§ **Task directions**
Send back the records exactly as written, with no images.

§ **Data in this exercise**
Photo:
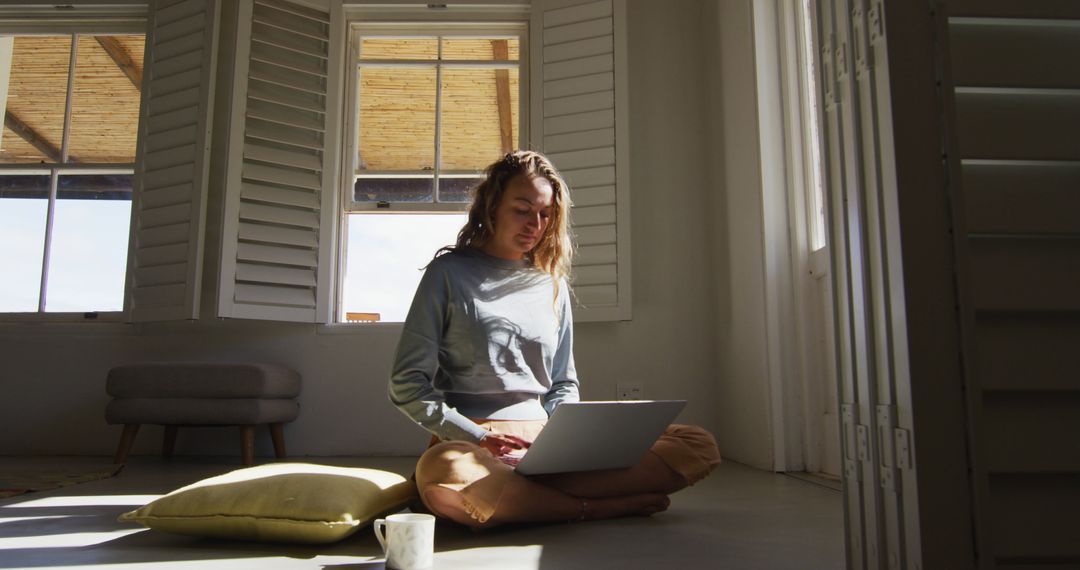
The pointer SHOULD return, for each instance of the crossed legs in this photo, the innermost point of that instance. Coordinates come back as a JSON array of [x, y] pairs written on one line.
[[639, 490], [464, 483]]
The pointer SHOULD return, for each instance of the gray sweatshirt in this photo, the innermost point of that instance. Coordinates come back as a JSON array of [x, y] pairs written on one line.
[[484, 338]]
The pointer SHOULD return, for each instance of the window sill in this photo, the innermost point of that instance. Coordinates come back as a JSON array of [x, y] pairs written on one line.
[[64, 324], [360, 328]]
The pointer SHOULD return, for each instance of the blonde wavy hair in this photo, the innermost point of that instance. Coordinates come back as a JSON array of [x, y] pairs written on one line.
[[554, 250]]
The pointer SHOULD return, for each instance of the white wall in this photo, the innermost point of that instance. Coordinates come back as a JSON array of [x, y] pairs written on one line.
[[698, 327], [743, 424]]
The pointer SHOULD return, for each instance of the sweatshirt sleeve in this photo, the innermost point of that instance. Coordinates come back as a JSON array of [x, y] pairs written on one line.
[[564, 387], [416, 363]]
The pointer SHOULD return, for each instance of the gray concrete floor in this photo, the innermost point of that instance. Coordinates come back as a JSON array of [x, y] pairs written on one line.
[[738, 518]]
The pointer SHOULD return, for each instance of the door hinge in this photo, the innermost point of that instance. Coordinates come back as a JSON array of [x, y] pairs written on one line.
[[886, 419], [903, 444]]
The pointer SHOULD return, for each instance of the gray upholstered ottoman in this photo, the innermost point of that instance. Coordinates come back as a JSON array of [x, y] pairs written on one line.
[[175, 394]]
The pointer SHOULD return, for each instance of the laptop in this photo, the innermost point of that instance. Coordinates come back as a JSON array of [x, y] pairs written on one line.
[[597, 435]]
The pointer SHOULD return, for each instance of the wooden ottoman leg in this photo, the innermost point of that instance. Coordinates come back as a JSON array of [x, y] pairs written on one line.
[[278, 435], [125, 443], [169, 443], [247, 444]]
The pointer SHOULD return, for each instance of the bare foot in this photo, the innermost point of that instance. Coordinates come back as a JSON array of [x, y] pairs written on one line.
[[644, 504]]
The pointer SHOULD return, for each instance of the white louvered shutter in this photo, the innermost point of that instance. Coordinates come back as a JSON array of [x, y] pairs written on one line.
[[278, 226], [170, 201], [579, 120]]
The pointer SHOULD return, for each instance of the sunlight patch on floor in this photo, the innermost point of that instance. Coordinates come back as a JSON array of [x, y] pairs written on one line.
[[64, 541], [504, 557], [91, 500]]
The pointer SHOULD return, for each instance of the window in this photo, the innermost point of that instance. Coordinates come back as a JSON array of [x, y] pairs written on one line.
[[67, 153], [430, 109], [815, 197]]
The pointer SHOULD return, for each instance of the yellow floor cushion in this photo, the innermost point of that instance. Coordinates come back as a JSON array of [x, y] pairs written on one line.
[[279, 502]]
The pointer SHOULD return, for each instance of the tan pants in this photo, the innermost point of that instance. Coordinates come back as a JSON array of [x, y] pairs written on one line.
[[480, 477]]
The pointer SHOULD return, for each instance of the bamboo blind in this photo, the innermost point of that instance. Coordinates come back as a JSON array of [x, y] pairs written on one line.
[[397, 106], [105, 103]]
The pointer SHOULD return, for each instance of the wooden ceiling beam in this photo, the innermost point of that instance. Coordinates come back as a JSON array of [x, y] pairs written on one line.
[[500, 50], [119, 55], [28, 134]]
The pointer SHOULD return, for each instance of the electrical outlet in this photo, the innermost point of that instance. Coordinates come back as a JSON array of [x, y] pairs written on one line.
[[630, 391]]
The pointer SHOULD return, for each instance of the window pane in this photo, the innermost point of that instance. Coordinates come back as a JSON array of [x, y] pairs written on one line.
[[36, 94], [396, 119], [399, 49], [481, 49], [89, 252], [457, 189], [24, 204], [105, 102], [394, 190], [386, 258], [480, 117]]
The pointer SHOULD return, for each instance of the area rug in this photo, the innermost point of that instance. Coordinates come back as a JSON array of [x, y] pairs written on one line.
[[21, 479]]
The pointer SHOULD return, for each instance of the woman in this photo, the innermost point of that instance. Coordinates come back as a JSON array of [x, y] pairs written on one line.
[[486, 355]]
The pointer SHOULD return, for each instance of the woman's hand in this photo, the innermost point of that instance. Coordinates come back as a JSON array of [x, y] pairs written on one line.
[[502, 444]]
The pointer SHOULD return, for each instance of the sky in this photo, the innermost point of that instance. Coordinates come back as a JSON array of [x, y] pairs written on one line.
[[89, 258], [386, 255]]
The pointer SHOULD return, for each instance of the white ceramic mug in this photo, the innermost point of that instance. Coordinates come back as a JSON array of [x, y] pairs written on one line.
[[407, 539]]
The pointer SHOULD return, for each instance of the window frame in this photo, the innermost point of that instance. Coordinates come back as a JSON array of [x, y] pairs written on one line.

§ **Solution for this task**
Photo:
The pointer SHOULD return, for each instance of the crossed legs in this photo, the innermost point of that instance. Coordinates come back as a JSON array of [x, y] pairs written on one line.
[[639, 490], [464, 483]]
The pointer SHOULD return, for each instance of the gray sweatshirt in this photo, the innermost point of that instance. Coordinates come back as a JSON array of [x, y] pairs written on one line.
[[484, 338]]
The pointer SHOULD return, for each instance of the window sill in this photo, the innermost point of that instance. Coordinates come back as a JSON array of [x, y] pairs written on one line.
[[64, 324], [360, 328]]
The pointer SHOULD return, for each instance of the blonde wavy hair in this photo, the innermost point of that instance. Coordinates come back as a JSON array of [x, y] pairs written on one line.
[[554, 250]]
The pointer SHOULD return, for each instance of the white wall in this photo, the innermost point of that instance. Coordinates come back as a JSON array of [x, y] pairs written on one line.
[[698, 327], [743, 424]]
The pointer SHOULD return, for each instance of the sweatshirt sleeve in this photo, the innermost point of that instance. Coordinates come back as a JSON array of [x, y] pairs written on one line.
[[564, 387], [416, 363]]
The pointer SHOULD return, for each instance of the gray concrete floor in this photo, the innermost point of that instance. Coordinates come back as a JSON array of [x, y] pairs written on one line.
[[738, 518]]
The pointer SHOULD return, for each instance of the door hinge in this photo, the innermost point of that instance. Coordinates come back as a JSON array of [x, y] pairs written on one line.
[[886, 419], [903, 444]]
The pointer SHOULD return, for each instance of the gray upholstered ottoman in this photo, the innermost point of that instance. Coordinates come back as a JSON array of [x, y] pairs written on one line.
[[175, 394]]
The pointer SHOULD return, for each instance of the laptop in this photo, the innermost point of that instance. Coordinates come back as a JSON array of [x, y] pairs written on one line.
[[597, 435]]
The pointer SHOULD return, for each instance of the wooden ottoman leg in this photo, the innermost point of that instance. Coordinates come back as a JSON array of [x, y] pairs written on one line.
[[278, 435], [125, 443], [169, 443], [247, 444]]
The pointer SHOULD return, for each instance of the bare foot in this photo, the innermost point of that instance. Coordinates come back as a JSON array of [x, y] pairs written on one line.
[[644, 504]]
The pointer SHOULD return, for each instance of the white louvered shutter in this photo, the innermost point of that instance. Coordinates come back as a JSON array of [x, y] pairs written on one line.
[[278, 226], [170, 201], [579, 120]]
The pointer SHOULD return, for each instance of the sunlight patch on floor in this photo, the innermost point of that instance. Coordinates come back as a JSON array of [x, y] pairs written on one line.
[[64, 541], [504, 557], [91, 500]]
The pointer SHOULD return, for each instance of the window in this photo, the innermost point of that instance. Coordinates come back as a JSON array of [x, y] pairs written on one line.
[[67, 153], [430, 109], [815, 197]]
The pointer SHOULD return, for each instance of the yellow floor cushion in this photo, the innermost point of that instance. Coordinates come back as a JSON array of [x, y] pairs written on one line.
[[279, 502]]
The pointer SHOULD return, for each instance of the tan pants in this photo, the innermost point of that instance. Coordinates come back as a JSON array of [x, y] pairs written on one line.
[[480, 477]]
The pointer SHOULD return, for each instance of the bamboo blind in this photo, the innermost point of that instance. Coordinates come back as a JSON array of [x, y] pairs written on one line.
[[397, 106], [105, 103]]
The pointer SHOULD return, for each instance of the wooden ceiling beam in this photo, the innermost point of that instance. Coordinates come back as a JSON array of [x, y] pairs written on one line.
[[500, 50], [119, 55], [28, 134]]
The pointer SHOULD return, for each instance of the electrical outlet in this photo, the innermost point of that instance. Coordinates come back as a JSON array of [x, y] pairs written on one line.
[[630, 391]]
The pointer SHOULD return, for each instance of the window pane in this photo, the innermost point of that instance. Coordinates come back as a JSON array of [x, y] pairs written on one line.
[[36, 94], [396, 119], [399, 49], [481, 49], [89, 252], [457, 189], [24, 204], [105, 102], [394, 190], [386, 258], [480, 117]]
The pointer SHOULD return, for each instance of the area rug in this photo, the innermost point of that instance. Coordinates come back as a JSON array of [x, y] pairs written on one line.
[[21, 479]]
The pointer SHOULD return, for each instance of the woman in this photo, the innermost point of that instance. Coordinates come back as a JSON array of [x, y] pairs written on one line.
[[486, 355]]
The pointer SHOULD return, for each instance of the woman's hand in this photo, the innermost point of that instance. Coordinates come back as a JSON array of [x, y] pairs written on one line.
[[502, 444]]
The pointer SHOULD return, for each instance of the sky in this photo, the innermost point of that instance. Coordinates come back as a JSON array of [x, y] pairs written on one line.
[[89, 258], [386, 255]]
The pointer SHOULD return, for each instance of the white ceramic mug in this photo, the innermost point of that instance. Coordinates come back as a JSON array of [x, y] pairs written on one line.
[[407, 539]]
The pointer SHOULD return, for each instance of the window frame in this photo, the innermost point of that instance. Coordinates come back as a JSON array of [x, y] pairs written on one line.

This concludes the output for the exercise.